# PROVIDED PASSAGE:

Chiropractic Cures Nothing

There’s an interesting idea out there among people who adhere to a belief that can be proven to be less than substantial that in order to contradict or challenge that belief, one must become an expert in that belief. It’s silly, and it’s frustrating to run into. It’s also usually hypocritical, because people who are firm believers in something do not apply the same standards to themselves – and in this particular case, the folks who are insisting that one must become an expert in the workings of chiropractic before being qualified to dismiss them feel no such obligation to become expert in the voluminous amount of medical knowledge that provides robust evidence for the failure of chiropractic. I mean, you’re presenting me with a book about how chiropractic can fix an area of the brain. . .if I have to learn all about chiropractic to say it doesn’t work, how come you don’t have to become an expert in neurology to tell me that the neurological impairment evidence is wrong? (The first place I saw this argument was coming from Christian Apologetics. . .who didn’t, BTW, become experts in any other religions before declaring that they were immune from criticism by anyone without a degree in Biblical Theology. . .)

# DATASET ENTRIES:

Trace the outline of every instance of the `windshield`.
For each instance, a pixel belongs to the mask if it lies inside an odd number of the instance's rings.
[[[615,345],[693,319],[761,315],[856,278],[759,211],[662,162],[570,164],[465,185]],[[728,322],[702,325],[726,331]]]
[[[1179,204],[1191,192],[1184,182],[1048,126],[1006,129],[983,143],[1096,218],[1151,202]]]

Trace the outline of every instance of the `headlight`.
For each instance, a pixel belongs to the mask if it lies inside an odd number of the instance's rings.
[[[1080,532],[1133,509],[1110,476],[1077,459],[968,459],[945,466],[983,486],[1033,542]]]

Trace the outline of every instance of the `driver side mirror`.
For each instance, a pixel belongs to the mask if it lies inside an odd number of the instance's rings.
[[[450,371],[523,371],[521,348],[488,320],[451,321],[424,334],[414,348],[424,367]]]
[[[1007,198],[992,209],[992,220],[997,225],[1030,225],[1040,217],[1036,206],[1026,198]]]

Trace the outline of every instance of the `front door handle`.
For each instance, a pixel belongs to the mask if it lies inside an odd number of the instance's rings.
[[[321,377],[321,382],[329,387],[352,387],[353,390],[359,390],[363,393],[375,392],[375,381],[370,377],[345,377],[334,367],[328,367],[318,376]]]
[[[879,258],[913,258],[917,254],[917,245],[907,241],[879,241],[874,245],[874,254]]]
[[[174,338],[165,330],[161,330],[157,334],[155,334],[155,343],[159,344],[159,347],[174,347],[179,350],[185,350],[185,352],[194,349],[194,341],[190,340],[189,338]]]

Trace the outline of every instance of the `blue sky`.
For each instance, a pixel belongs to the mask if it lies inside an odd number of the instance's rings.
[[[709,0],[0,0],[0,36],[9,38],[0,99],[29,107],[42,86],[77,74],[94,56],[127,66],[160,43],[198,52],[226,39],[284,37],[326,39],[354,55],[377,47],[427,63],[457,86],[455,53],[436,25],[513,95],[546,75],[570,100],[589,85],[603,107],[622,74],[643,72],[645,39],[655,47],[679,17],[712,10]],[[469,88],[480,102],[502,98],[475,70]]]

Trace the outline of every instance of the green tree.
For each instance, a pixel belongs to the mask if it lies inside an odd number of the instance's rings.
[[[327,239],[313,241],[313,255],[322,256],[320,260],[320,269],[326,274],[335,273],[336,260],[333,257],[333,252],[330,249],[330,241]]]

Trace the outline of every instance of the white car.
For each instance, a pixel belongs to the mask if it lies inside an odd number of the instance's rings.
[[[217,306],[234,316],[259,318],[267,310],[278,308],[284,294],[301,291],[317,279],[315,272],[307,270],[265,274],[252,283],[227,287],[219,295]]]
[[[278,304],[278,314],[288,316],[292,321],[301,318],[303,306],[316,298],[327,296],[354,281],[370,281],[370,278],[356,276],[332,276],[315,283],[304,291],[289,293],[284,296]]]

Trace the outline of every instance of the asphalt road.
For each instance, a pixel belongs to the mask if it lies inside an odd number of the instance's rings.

# INSTRUCTIONS:
**1.** In the passage about chiropractic, where does the writer say they first saw the argument that a critic must become an expert in a belief before challenging it?
**2.** Write the next part of the passage about chiropractic, picking up after its final sentence.

# ANSWERS TO EACH TASK:
**1.** In Christian Apologetics.

**2.**
The flaw in the argument is that you really don’t need to be an expert in something to know it’s bogus if there’s good, solid information that it couldn’t possibly work and/or it’s making ridiculous claims in the first place. I could be picking anything to poke at right now, but because the thing that’s irritating me right now is ridiculous claims about chiropractic and being told to STFU until I become an expert in chiropractic, that’s what I’m gonna talk about.